问题陈述 1:
请判断以下三项陈述是否与所给文本相符，逐项回答“是”或“否”，并准确引用文本中起决定作用的原文：(a) 农夫约翰步行时，每分钟可从点X移动到X−1或X+1；(b) 样例输入为“5 17”时，所需最少时间为3分钟；(c) 作者认为本题按单组测试数据处理即可通过。
问题陈述 2:
根据所给文本，作者所说的第二个需要注意的陷阱是哪一组输入情况？

所给文本:
********************

POJ 3278-Catch That Cow

Catch That Cow

Time Limit: 2000MS		Memory Limit: 65536K
Total Submissions: 51790		Accepted: 16263

Description

Farmer John has been informed of the location of a fugitive cow and wants to catch her immediately. He starts at a point N (0 ≤ N ≤ 100,000) on a number line and the cow is at a point K (0 ≤ K ≤ 100,000) on the same number line. Farmer John has two modes of transportation: walking and teleporting.

* Walking: FJ can move from any point X to the points X - 1 or X + 1 in a single minute
* Teleporting: FJ can move from any point X to the point 2 × X in a single minute.

If the cow, unaware of its pursuit, does not move at all, how long does it take for Farmer John to retrieve it?

Input

Line 1: Two space-separated integers: N and K

Output

Line 1: The least amount of time, in minutes, it takes for Farmer John to catch the fugitive cow.

Sample Input

5 17

Sample Output

4

Hint

The fastest way for Farmer John to reach the fugitive cow is to move along the following path: 5-10-9-18-17, which takes 4 minutes.

小结：

    虽然不是我做的第一道BFS题目，但是是我做过最简单的一道题目，真的要说有什么陷阱的话，感觉有2点：第一，题目明明没说，是测试多组数据（也可能是我没看清楚），但是只有按照多组测试数据来，才能AC，不然WA一辈子；第二，需要注意的就是输入1,0的这组情况，取值范围是闭区间，所以这个输出是有结果的。

    恩！大概就是这样啦，发下代码就睡觉了，熬夜刷题的同志们，大家也要注意身体，早点睡觉哦！

以下是AC代码：

#include<stdio.h>
#include<string.h>
#include<stdlib.h>
#include<math.h>

int s,e;
int fun(int a,int x)
{
if(a==1)
return 2*x;
else if (a==2)
return x+1;
else
return x-1;
}
struct node
{
int x,step;
}point[120000];
int vis[120000];
int bfs()
{
struct node temp;
int top,end;
temp.x=s;
vis[s]=1;
temp.step=0;
top=end=0;
point[top]=temp;
while(top>=end)
{
temp=point[end];
end++;

for(int i=1;i<=3;i++)
{
struct node t;
t=temp;
t.x=fun(i,t.x);
t.step++;
if(t.x>100000||vis[t.x]||t.x<0)
continue;
if(t.x==e)
return t.step;
else
{
//printf("\n%d\n",t.x);
point[++top]=t;
vis[t.x]=1;
}
}
}
return 0;
}
int main()
{
while(~scanf("%d%d",&s,&e))
{
memset(vis,0,sizeof(vis));
printf("%d\n",bfs());
}
return 0;
}

********************

一组数据:
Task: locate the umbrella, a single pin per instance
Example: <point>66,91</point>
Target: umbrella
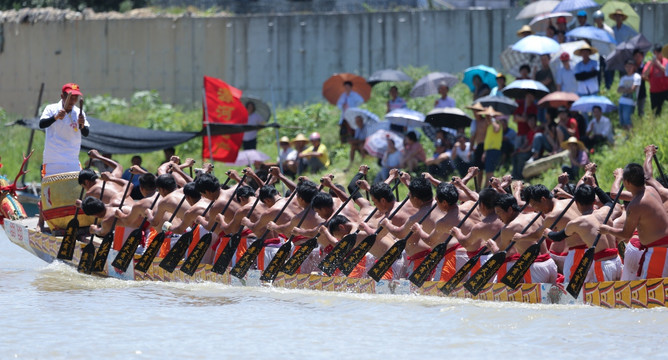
<point>536,44</point>
<point>429,84</point>
<point>261,107</point>
<point>591,33</point>
<point>249,157</point>
<point>624,51</point>
<point>586,103</point>
<point>376,143</point>
<point>536,8</point>
<point>558,98</point>
<point>486,73</point>
<point>332,88</point>
<point>633,19</point>
<point>405,117</point>
<point>574,5</point>
<point>367,115</point>
<point>519,88</point>
<point>499,103</point>
<point>388,75</point>
<point>448,117</point>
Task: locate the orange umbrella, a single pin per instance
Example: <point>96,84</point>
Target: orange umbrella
<point>332,88</point>
<point>558,98</point>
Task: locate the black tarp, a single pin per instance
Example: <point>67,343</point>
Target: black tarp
<point>113,138</point>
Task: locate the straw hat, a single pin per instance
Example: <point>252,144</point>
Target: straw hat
<point>573,140</point>
<point>618,12</point>
<point>585,47</point>
<point>524,29</point>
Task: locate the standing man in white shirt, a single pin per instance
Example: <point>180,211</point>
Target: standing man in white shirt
<point>65,123</point>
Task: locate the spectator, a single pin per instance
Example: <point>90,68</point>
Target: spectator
<point>599,130</point>
<point>655,73</point>
<point>565,79</point>
<point>395,101</point>
<point>629,86</point>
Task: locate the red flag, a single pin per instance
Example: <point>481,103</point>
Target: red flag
<point>223,106</point>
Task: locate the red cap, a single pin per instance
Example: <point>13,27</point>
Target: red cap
<point>72,88</point>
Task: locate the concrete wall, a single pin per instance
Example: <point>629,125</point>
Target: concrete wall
<point>292,54</point>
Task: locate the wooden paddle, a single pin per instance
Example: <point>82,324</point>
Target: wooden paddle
<point>306,248</point>
<point>153,248</point>
<point>241,268</point>
<point>278,261</point>
<point>489,268</point>
<point>365,245</point>
<point>103,251</point>
<point>516,273</point>
<point>88,252</point>
<point>464,270</point>
<point>423,271</point>
<point>383,264</point>
<point>580,273</point>
<point>127,251</point>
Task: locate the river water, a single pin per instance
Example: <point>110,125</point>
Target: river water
<point>49,311</point>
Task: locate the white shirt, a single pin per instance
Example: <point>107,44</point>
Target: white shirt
<point>63,138</point>
<point>253,119</point>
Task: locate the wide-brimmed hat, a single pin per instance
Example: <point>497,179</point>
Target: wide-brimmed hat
<point>586,46</point>
<point>524,29</point>
<point>573,140</point>
<point>618,12</point>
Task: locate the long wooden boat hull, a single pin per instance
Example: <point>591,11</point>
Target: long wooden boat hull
<point>613,294</point>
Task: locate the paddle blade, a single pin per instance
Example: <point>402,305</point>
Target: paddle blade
<point>87,257</point>
<point>300,255</point>
<point>580,273</point>
<point>241,268</point>
<point>127,252</point>
<point>103,252</point>
<point>516,273</point>
<point>66,251</point>
<point>220,266</point>
<point>383,264</point>
<point>177,252</point>
<point>357,254</point>
<point>151,251</point>
<point>423,271</point>
<point>485,273</point>
<point>331,262</point>
<point>195,258</point>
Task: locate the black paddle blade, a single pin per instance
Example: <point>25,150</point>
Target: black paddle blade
<point>358,253</point>
<point>486,273</point>
<point>270,272</point>
<point>87,257</point>
<point>331,262</point>
<point>423,271</point>
<point>103,252</point>
<point>460,274</point>
<point>300,255</point>
<point>66,251</point>
<point>580,274</point>
<point>523,264</point>
<point>195,257</point>
<point>247,259</point>
<point>177,252</point>
<point>226,256</point>
<point>383,264</point>
<point>127,252</point>
<point>152,250</point>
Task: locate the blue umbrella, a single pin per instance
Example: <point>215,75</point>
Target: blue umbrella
<point>587,103</point>
<point>591,33</point>
<point>486,73</point>
<point>536,44</point>
<point>574,5</point>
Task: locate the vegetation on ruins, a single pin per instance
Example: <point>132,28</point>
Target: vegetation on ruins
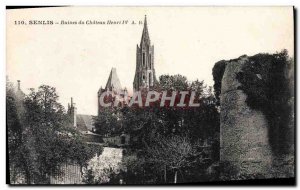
<point>267,80</point>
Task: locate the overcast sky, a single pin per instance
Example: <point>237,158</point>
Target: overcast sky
<point>77,59</point>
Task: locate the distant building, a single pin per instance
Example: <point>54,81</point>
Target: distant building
<point>145,73</point>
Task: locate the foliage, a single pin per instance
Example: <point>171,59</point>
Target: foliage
<point>107,122</point>
<point>174,153</point>
<point>45,142</point>
<point>265,79</point>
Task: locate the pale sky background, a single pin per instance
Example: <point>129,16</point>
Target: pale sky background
<point>77,59</point>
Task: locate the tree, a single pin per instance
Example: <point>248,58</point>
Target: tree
<point>174,153</point>
<point>14,131</point>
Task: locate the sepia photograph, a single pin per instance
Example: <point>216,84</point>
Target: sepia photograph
<point>150,95</point>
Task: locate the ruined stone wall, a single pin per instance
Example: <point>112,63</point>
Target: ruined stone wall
<point>246,137</point>
<point>244,146</point>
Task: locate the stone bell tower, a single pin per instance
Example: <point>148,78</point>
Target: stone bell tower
<point>145,73</point>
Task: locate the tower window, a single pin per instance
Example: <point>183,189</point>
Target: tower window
<point>143,59</point>
<point>150,64</point>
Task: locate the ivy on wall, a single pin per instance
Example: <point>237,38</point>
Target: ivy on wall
<point>268,82</point>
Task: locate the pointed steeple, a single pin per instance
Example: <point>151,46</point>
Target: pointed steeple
<point>113,82</point>
<point>145,35</point>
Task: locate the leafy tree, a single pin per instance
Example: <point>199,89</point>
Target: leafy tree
<point>46,141</point>
<point>174,153</point>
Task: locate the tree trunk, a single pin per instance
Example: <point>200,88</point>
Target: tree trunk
<point>175,178</point>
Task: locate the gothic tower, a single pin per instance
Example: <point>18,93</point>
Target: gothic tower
<point>145,73</point>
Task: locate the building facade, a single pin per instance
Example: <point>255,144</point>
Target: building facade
<point>145,73</point>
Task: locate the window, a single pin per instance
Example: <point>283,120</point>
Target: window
<point>150,79</point>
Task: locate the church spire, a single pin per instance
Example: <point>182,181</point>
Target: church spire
<point>145,35</point>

********************

完整回答 1:
(a) 是。“Walking: FJ can move from any point X to the points X - 1 or X + 1 in a single minute”
(b) 否。“5-10-9-18-17, which takes 4 minutes”
(c) 否。“只有按照多组测试数据来，才能AC，不然WA一辈子”

完整回答 2:
输入1,0这组情况：取值范围是闭区间，所以这个输出是有结果的。